• **TEXT FOR ANALYSIS**:
___

Choose Change…

It had been a week since I last saw my husband. I made the usual 164 mile trip at six am to be sure to get a good number. Getting a good number usually means a swift (Attica standards) entry, and slightly more time with my husband. As newlyweds, we crave as much time as we can possibly get. Much time usually means four to five hours per week.

Visitors began being processed fairly quickly, though still after the start of visiting hours, and I was hopeful to have a few solid hours with him. As I made my way through the metal detector, getting my hand stamp and pass, I stood waiting for the gate to open to the next security check point. I was joined by several plain clothes detectives. Not thinking much of it, I continued to make my way into the visiting room. I was number six.

I dropped a few things off at our table, 6-3, and made my way to the vending machines for early bird shopping. I was so excited to see salads, and better yet, my husbands favorite vending machine treat. I couldn’t wait to surprise him with the oversize iced cinnamon roll he loves. They only make their appearance once every couple of months.

Satisfied with the eats we could romantically share, I made my way back to our table. I began conversing with a few wives I had developed relationships with. We patiently waited until the “inmate” door began to open, releasing our loved ones one by one. The sound of the door clicking open had become a familiar and pleasing sound. It signified small freedom and rescue for our encamped men.

___

• **Saved entries**:
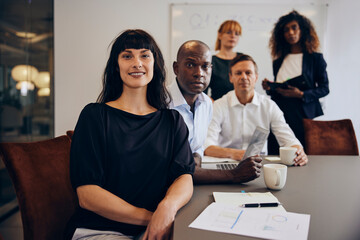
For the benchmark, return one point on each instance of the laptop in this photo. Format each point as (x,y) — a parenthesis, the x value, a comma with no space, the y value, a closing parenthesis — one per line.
(257,142)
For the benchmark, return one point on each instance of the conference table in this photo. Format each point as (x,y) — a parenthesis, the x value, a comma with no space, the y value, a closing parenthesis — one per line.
(327,188)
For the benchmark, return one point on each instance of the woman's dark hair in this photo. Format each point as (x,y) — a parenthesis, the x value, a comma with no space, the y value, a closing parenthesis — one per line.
(157,95)
(308,38)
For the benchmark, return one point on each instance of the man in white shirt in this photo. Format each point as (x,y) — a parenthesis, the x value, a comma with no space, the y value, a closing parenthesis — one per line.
(193,71)
(239,112)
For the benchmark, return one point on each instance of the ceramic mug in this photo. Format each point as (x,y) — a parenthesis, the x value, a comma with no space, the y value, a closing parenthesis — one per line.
(275,175)
(287,155)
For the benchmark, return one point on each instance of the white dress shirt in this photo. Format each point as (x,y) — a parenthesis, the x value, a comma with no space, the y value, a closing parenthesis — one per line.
(198,124)
(233,123)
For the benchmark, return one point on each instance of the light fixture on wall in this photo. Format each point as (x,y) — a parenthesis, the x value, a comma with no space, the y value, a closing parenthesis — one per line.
(42,80)
(24,73)
(44,92)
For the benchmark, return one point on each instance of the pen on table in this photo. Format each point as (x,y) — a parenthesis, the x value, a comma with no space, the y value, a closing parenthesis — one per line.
(275,204)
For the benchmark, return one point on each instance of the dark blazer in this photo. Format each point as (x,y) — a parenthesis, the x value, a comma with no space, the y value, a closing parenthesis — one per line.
(314,69)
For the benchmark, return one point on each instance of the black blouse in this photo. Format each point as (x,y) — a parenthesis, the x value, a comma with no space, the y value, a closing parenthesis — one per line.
(132,156)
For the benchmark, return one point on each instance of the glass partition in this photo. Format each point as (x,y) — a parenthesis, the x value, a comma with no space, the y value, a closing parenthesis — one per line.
(26,78)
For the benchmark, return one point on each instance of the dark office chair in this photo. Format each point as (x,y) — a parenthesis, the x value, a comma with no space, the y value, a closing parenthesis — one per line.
(70,133)
(330,137)
(40,174)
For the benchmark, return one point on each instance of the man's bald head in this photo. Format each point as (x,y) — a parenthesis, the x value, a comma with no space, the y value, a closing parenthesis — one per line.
(190,45)
(193,69)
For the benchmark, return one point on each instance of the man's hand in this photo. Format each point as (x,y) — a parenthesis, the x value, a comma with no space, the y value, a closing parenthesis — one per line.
(161,223)
(236,154)
(301,158)
(247,170)
(293,92)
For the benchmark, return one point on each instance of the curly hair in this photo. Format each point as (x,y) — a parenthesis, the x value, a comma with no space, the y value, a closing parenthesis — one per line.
(308,38)
(156,94)
(229,25)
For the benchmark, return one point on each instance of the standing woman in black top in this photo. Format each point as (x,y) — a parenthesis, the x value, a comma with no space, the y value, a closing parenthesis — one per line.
(131,164)
(294,47)
(227,39)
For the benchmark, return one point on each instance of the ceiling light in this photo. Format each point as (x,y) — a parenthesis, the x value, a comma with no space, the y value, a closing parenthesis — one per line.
(24,73)
(44,92)
(25,34)
(25,85)
(42,80)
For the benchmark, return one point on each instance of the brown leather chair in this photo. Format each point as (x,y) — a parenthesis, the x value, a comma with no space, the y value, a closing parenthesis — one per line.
(330,137)
(40,174)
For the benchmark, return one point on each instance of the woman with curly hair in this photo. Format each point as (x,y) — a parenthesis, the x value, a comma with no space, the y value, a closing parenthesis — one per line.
(294,47)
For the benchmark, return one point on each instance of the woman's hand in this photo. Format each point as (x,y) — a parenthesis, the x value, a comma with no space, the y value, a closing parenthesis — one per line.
(266,86)
(293,92)
(301,158)
(161,223)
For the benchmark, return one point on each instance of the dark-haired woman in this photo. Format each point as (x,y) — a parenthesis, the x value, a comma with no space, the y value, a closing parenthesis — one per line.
(294,47)
(131,163)
(227,38)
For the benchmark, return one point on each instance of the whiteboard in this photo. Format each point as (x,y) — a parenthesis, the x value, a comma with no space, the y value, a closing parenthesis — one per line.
(201,22)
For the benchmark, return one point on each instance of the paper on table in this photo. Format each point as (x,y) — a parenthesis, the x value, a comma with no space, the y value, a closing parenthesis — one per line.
(250,222)
(207,159)
(273,159)
(236,198)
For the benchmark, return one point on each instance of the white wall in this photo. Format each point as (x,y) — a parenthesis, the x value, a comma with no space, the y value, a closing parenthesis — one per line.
(85,28)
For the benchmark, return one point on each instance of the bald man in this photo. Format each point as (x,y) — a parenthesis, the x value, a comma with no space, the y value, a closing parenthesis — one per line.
(193,71)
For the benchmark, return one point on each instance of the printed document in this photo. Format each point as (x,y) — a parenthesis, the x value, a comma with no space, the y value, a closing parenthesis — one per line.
(265,224)
(237,198)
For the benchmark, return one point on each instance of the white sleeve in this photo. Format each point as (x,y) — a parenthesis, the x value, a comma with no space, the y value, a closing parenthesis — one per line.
(214,129)
(283,133)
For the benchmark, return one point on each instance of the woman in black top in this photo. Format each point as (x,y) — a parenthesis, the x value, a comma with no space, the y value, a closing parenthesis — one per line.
(227,39)
(294,47)
(131,163)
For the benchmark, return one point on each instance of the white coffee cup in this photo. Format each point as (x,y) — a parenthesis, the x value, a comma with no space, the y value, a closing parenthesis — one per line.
(275,175)
(287,155)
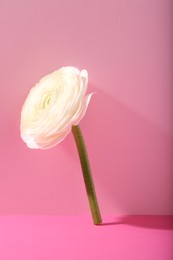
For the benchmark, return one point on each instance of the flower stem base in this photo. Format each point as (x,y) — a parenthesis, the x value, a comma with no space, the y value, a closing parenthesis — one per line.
(89,184)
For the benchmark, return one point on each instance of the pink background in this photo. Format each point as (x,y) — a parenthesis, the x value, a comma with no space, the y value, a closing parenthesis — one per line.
(126,48)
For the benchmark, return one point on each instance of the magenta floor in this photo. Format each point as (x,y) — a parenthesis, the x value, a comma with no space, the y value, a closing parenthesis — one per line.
(75,237)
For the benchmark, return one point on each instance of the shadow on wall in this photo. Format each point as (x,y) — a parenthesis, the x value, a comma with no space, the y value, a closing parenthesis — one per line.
(131,158)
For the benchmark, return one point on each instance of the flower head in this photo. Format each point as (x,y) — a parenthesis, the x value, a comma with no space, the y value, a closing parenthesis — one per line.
(52,106)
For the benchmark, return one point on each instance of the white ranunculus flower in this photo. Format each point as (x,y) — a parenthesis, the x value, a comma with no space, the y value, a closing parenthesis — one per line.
(53,105)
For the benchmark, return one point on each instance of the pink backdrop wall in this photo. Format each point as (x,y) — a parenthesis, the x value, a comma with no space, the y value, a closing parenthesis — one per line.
(126,48)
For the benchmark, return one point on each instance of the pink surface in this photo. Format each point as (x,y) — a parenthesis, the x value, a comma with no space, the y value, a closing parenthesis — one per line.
(75,237)
(126,46)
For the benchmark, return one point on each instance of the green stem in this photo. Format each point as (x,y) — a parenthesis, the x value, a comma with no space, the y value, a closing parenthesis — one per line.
(89,184)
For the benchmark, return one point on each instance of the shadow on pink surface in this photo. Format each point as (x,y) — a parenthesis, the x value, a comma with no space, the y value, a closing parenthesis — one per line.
(131,158)
(151,222)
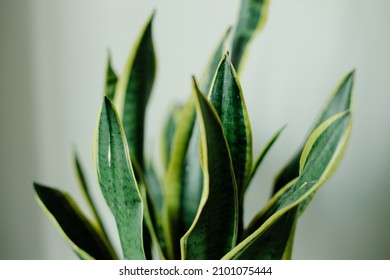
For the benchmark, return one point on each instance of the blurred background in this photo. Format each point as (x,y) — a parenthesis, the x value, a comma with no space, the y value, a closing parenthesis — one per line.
(52,66)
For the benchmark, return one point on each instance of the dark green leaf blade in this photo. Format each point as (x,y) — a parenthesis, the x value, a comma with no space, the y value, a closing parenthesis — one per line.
(168,134)
(111,80)
(117,181)
(262,155)
(340,100)
(227,98)
(85,191)
(214,231)
(184,178)
(84,238)
(251,19)
(134,89)
(320,157)
(192,180)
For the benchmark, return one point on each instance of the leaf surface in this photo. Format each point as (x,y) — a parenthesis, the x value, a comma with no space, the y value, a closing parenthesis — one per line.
(184,178)
(251,20)
(84,238)
(111,80)
(214,230)
(80,174)
(340,100)
(134,89)
(117,181)
(321,155)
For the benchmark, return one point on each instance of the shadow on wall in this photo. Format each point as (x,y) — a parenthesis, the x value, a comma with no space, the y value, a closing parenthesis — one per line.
(20,217)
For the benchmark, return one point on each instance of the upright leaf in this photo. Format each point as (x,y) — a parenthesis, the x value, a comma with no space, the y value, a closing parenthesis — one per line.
(184,179)
(111,80)
(192,181)
(84,238)
(251,19)
(228,101)
(214,230)
(134,89)
(168,134)
(261,156)
(339,101)
(321,155)
(117,181)
(86,192)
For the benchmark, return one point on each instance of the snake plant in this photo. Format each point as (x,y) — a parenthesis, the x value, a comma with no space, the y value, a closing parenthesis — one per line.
(190,205)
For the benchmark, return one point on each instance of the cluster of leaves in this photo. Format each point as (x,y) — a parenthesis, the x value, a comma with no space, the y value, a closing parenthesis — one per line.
(194,210)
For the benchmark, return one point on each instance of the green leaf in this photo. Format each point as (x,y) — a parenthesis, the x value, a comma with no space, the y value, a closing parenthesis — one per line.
(192,181)
(227,98)
(251,20)
(214,230)
(168,134)
(117,181)
(111,80)
(340,100)
(84,238)
(228,101)
(184,180)
(261,156)
(85,191)
(134,89)
(319,159)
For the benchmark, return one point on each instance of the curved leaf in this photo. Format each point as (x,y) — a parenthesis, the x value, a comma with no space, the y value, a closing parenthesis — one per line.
(322,154)
(251,19)
(134,89)
(85,239)
(340,100)
(192,181)
(184,178)
(214,230)
(117,181)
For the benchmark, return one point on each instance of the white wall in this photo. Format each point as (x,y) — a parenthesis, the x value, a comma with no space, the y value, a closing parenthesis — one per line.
(52,65)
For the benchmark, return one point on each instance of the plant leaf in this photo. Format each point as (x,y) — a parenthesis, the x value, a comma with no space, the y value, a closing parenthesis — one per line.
(192,181)
(84,238)
(214,230)
(184,178)
(251,20)
(111,80)
(227,98)
(85,191)
(117,181)
(262,155)
(338,101)
(168,134)
(134,89)
(321,155)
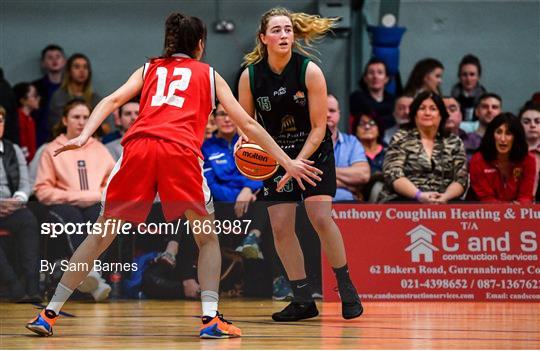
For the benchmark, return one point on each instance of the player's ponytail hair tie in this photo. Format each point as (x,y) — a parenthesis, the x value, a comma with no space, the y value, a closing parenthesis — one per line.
(307,28)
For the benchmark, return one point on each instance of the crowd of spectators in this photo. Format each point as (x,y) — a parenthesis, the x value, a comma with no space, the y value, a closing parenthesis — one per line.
(421,146)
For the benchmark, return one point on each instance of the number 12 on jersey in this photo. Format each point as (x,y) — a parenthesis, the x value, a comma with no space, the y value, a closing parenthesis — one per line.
(177,84)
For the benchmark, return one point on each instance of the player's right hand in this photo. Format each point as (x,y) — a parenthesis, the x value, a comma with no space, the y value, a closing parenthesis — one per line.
(242,139)
(72,144)
(300,169)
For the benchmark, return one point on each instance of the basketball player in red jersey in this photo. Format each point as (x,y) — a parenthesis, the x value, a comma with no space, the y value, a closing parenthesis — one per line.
(162,155)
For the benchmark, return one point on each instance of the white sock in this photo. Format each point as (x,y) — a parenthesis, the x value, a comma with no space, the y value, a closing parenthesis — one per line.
(61,295)
(209,303)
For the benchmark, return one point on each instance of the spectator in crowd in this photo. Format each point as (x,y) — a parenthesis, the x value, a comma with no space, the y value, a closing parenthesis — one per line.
(503,170)
(425,76)
(127,113)
(401,116)
(27,102)
(530,119)
(489,106)
(454,117)
(211,128)
(368,132)
(77,82)
(372,95)
(53,61)
(468,91)
(424,162)
(352,169)
(9,102)
(72,183)
(18,221)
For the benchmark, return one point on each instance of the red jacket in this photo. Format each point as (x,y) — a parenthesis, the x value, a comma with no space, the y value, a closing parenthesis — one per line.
(488,184)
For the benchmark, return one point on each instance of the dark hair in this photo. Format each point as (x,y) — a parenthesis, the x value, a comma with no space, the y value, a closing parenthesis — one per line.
(59,127)
(21,90)
(88,91)
(415,106)
(487,96)
(470,59)
(420,70)
(182,34)
(530,105)
(519,150)
(135,100)
(51,47)
(372,61)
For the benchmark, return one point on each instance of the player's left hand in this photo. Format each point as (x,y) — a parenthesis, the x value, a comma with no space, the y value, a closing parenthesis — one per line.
(300,169)
(72,144)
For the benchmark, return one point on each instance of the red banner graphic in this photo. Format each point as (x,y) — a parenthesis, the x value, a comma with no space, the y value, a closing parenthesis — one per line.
(439,252)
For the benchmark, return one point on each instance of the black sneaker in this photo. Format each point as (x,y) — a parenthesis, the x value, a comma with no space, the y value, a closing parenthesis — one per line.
(351,307)
(296,311)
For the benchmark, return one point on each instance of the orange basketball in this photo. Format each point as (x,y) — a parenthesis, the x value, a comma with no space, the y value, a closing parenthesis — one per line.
(255,163)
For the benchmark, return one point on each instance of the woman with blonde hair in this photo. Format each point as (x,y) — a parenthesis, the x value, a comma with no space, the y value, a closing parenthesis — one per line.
(288,91)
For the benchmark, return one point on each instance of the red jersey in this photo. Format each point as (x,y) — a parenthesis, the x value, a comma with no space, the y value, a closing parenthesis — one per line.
(177,97)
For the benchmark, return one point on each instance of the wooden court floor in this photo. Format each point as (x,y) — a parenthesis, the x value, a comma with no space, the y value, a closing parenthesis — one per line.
(172,325)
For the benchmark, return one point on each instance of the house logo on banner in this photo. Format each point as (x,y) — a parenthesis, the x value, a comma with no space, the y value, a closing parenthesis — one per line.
(421,246)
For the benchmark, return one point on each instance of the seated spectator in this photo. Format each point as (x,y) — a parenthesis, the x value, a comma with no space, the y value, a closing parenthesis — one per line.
(352,169)
(425,76)
(468,91)
(401,116)
(372,96)
(367,131)
(128,113)
(530,119)
(211,128)
(489,106)
(72,183)
(235,198)
(53,61)
(27,102)
(18,221)
(424,162)
(11,118)
(77,83)
(454,117)
(503,170)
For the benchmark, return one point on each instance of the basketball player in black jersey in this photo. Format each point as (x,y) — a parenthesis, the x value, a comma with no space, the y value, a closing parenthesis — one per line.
(288,93)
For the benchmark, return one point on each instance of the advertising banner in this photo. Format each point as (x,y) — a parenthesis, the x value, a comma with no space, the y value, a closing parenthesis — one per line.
(439,252)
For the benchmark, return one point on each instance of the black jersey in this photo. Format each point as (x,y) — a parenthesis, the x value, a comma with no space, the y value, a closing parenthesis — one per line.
(281,102)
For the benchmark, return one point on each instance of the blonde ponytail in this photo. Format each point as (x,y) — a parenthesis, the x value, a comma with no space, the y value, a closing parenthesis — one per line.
(307,28)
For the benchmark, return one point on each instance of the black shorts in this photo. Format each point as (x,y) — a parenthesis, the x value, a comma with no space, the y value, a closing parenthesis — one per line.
(291,192)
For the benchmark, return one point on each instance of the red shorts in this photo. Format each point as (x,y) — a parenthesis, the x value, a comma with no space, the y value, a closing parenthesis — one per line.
(154,166)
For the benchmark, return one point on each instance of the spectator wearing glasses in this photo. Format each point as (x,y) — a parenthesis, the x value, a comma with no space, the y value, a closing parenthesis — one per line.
(468,90)
(488,108)
(424,162)
(401,115)
(53,61)
(530,119)
(27,102)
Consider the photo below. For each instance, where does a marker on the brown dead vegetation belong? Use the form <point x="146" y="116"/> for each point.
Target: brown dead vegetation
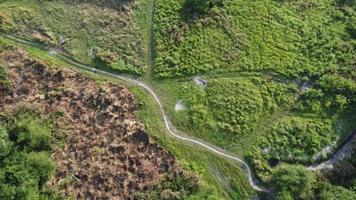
<point x="107" y="154"/>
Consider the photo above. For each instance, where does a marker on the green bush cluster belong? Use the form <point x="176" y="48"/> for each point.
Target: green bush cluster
<point x="272" y="36"/>
<point x="231" y="107"/>
<point x="79" y="28"/>
<point x="25" y="163"/>
<point x="173" y="186"/>
<point x="297" y="182"/>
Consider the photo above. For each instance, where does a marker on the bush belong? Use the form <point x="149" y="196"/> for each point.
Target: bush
<point x="33" y="133"/>
<point x="5" y="143"/>
<point x="25" y="163"/>
<point x="293" y="182"/>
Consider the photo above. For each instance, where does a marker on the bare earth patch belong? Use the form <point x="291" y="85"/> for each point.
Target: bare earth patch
<point x="107" y="154"/>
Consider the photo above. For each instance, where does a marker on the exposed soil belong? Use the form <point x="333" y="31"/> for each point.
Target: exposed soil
<point x="106" y="153"/>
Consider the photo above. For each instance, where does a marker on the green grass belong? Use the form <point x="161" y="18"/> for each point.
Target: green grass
<point x="288" y="38"/>
<point x="190" y="157"/>
<point x="112" y="32"/>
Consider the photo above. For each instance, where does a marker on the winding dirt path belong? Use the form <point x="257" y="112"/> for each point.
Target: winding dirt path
<point x="171" y="130"/>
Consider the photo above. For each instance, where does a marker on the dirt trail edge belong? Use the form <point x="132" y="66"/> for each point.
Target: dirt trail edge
<point x="169" y="127"/>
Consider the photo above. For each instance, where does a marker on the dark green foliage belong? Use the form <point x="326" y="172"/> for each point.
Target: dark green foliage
<point x="293" y="182"/>
<point x="25" y="163"/>
<point x="297" y="140"/>
<point x="5" y="143"/>
<point x="32" y="133"/>
<point x="199" y="7"/>
<point x="173" y="186"/>
<point x="80" y="27"/>
<point x="330" y="192"/>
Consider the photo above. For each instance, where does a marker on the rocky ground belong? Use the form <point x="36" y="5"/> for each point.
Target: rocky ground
<point x="106" y="151"/>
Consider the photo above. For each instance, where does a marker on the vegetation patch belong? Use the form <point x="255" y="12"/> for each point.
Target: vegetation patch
<point x="26" y="165"/>
<point x="265" y="36"/>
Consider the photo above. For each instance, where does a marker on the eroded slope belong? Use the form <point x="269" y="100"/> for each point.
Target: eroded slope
<point x="106" y="151"/>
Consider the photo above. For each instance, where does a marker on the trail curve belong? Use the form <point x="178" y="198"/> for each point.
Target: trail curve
<point x="77" y="64"/>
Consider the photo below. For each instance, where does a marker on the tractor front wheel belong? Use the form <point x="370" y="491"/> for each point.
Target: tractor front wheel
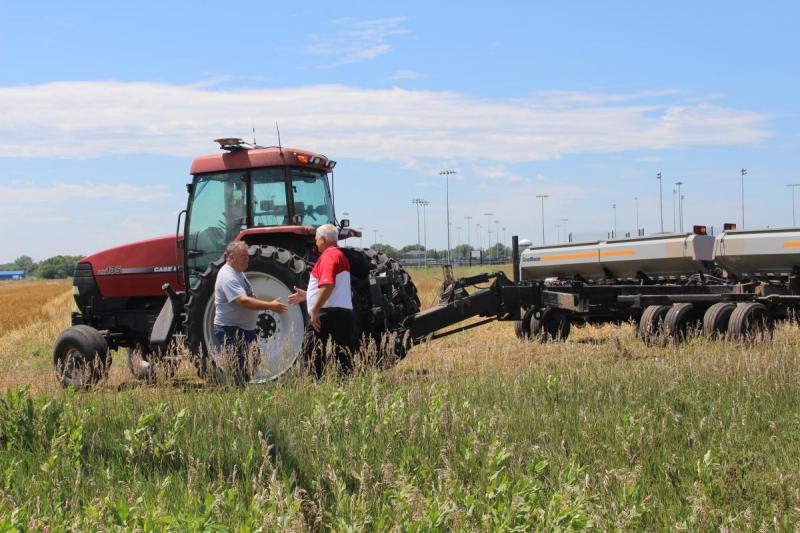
<point x="80" y="357"/>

___

• **WORK INSTRUCTIONS**:
Please answer these questions about the prison visit account above, one per line:
1. How many miles is the trip the narrator makes?
2. What is the number of the table where the narrator drops things off?
3. What vending machine treat does the husband love?

• **THE ANSWER**:
1. 164 miles
2. 6-3
3. The oversize iced cinnamon roll